Natural dye extracted from the root of the plant Rubia tinctorum, in use since antiquity by the Egyptians, Greeks, and Romans. The principle colorant is alizarin, which in 1868, became the first natural dye ever to be synthetically duplicated. In India, we dye with madder to achieve shades ranging from scarlet to orange-pink to peachy blush.
mani stone (Tibet)
Hand carved stone from Tibet inscribed with the Sanskrit mantra Om Mani Padme Hum, roughly translating to “hail to the jewel in the lotus.” Placed in mounds along paths, rivers, and mountain passes, the sacred stones are an invocation of protection to the great Boddhisattva of Compassion, Avalokiteshvara. The mani stones carried in our Spring 2016 collection are a project of The Bridge Fund.

*STORED DATA*

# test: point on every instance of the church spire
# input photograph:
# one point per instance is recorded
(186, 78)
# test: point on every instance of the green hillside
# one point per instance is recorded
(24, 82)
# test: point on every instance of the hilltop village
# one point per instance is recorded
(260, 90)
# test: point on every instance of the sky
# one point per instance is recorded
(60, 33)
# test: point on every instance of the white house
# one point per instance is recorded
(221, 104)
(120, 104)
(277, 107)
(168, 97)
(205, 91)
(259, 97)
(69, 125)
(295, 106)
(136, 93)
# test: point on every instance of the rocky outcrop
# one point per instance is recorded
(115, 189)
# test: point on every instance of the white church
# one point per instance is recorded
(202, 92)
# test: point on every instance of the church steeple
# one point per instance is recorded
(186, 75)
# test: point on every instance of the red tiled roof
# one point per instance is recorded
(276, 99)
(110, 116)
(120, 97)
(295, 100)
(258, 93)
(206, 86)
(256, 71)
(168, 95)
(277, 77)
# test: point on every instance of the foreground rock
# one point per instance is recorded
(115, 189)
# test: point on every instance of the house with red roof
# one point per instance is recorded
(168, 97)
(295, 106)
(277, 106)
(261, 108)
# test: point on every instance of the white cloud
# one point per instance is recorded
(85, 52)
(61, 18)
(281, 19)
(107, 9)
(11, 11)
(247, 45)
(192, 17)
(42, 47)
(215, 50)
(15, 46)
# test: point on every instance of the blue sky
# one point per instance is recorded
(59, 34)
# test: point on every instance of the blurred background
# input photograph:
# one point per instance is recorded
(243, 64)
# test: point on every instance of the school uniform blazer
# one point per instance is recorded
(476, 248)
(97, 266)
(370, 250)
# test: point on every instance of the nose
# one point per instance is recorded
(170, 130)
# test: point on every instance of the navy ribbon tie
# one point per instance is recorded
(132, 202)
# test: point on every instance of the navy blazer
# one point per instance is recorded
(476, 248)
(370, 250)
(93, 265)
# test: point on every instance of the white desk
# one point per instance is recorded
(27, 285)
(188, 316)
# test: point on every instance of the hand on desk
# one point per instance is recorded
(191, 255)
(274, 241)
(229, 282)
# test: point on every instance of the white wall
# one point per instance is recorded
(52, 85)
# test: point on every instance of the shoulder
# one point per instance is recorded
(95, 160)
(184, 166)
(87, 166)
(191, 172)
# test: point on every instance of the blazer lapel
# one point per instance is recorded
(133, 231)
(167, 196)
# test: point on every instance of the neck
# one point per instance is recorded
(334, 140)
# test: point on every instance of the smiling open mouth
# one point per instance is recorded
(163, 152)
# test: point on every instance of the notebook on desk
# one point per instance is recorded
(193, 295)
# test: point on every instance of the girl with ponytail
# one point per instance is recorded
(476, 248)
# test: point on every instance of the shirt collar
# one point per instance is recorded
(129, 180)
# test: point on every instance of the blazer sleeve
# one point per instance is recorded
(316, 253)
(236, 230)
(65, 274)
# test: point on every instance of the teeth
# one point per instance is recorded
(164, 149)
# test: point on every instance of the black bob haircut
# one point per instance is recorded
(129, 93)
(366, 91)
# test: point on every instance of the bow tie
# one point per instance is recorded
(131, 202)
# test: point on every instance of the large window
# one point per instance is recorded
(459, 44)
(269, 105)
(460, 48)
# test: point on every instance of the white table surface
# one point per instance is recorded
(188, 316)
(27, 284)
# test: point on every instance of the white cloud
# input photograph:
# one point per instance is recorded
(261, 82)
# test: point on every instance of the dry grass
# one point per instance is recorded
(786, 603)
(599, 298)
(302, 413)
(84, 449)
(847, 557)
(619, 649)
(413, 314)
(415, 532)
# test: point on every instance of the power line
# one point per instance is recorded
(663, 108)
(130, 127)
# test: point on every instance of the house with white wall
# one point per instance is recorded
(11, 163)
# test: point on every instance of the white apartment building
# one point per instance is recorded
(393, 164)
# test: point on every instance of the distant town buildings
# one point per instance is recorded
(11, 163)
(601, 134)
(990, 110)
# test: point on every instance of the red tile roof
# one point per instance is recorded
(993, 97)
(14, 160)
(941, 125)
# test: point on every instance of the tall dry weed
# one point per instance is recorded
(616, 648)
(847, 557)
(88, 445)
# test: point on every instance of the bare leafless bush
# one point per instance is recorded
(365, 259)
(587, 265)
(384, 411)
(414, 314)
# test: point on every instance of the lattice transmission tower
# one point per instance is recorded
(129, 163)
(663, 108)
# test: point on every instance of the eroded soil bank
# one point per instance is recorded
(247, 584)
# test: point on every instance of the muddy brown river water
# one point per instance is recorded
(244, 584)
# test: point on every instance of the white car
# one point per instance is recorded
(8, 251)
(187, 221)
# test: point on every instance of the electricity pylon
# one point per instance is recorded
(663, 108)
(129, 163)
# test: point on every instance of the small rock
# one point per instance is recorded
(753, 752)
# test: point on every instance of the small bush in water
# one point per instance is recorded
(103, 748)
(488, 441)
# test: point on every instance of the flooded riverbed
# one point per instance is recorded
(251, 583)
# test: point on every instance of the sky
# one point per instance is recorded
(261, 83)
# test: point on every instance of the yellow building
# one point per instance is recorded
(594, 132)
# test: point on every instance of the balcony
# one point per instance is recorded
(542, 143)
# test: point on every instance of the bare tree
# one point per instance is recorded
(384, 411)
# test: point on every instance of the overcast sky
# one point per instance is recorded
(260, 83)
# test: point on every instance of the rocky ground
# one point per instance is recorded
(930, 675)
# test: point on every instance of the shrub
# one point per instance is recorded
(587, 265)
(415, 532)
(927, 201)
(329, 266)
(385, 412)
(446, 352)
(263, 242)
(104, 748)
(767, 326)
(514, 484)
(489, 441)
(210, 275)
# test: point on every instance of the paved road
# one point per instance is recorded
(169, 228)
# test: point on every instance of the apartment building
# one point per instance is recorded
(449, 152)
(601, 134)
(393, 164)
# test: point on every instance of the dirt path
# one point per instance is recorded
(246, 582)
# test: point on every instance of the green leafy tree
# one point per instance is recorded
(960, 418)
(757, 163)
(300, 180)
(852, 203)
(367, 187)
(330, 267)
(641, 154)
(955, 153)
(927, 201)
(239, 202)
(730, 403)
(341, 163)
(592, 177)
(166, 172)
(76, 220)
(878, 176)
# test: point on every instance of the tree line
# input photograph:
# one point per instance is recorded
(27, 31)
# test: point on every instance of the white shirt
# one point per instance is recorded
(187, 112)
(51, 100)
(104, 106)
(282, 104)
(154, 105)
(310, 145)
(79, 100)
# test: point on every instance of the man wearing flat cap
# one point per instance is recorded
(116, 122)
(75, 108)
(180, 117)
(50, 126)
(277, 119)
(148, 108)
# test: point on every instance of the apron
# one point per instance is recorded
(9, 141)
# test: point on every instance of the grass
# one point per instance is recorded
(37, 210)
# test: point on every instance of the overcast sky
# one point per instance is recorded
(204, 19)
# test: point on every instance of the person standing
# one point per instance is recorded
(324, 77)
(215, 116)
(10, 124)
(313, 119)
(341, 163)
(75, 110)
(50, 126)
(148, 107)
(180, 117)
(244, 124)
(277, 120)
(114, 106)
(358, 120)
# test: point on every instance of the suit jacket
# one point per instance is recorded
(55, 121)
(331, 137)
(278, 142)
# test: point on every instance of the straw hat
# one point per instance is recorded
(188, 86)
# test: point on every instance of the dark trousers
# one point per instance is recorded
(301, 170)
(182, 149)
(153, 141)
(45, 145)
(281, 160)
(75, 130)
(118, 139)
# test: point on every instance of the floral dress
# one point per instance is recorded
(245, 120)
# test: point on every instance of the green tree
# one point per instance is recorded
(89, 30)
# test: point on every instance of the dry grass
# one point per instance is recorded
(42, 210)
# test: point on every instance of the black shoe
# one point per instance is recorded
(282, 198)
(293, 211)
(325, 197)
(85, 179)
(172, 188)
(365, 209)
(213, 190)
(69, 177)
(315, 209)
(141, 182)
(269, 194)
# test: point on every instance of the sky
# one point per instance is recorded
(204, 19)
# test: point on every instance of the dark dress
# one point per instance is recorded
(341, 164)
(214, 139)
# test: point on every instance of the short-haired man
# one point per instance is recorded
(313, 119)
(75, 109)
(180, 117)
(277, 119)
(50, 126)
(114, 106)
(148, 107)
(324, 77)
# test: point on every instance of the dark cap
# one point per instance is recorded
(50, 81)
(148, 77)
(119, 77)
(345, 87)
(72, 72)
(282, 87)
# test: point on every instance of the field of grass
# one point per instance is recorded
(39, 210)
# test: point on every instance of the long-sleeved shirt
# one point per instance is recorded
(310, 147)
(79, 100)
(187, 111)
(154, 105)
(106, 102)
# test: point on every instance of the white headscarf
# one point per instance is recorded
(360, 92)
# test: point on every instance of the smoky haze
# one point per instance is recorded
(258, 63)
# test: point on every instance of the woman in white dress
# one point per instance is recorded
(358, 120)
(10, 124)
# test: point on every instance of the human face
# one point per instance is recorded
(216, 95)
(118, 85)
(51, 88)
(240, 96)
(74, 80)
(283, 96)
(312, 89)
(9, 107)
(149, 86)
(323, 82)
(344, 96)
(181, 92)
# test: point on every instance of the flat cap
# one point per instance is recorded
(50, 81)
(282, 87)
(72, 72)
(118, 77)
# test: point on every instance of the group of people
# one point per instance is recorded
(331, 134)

*ACTIVITY LIST*
1. In the madder and mani stone text, rewrite the passage starting at "Natural dye extracted" and ending at "mani stone (Tibet)", replacing "madder" with "madder root".
2. According to the madder and mani stone text, what purpose do the sacred stones placed in mounds along paths, rivers, and mountain passes serve?

*RESPONSES*
1.
Natural dye extracted from the root of the plant Rubia tinctorum, in use since antiquity by the Egyptians, Greeks, and Romans. The principle colorant is alizarin, which in 1868, became the first natural dye ever to be synthetically duplicated. In India, we dye with madder root to achieve shades ranging from scarlet to orange-pink to peachy blush.
mani stone (Tibet)

2. They serve as an invocation of protection to the great Boddhisattva of Compassion, Avalokiteshvara.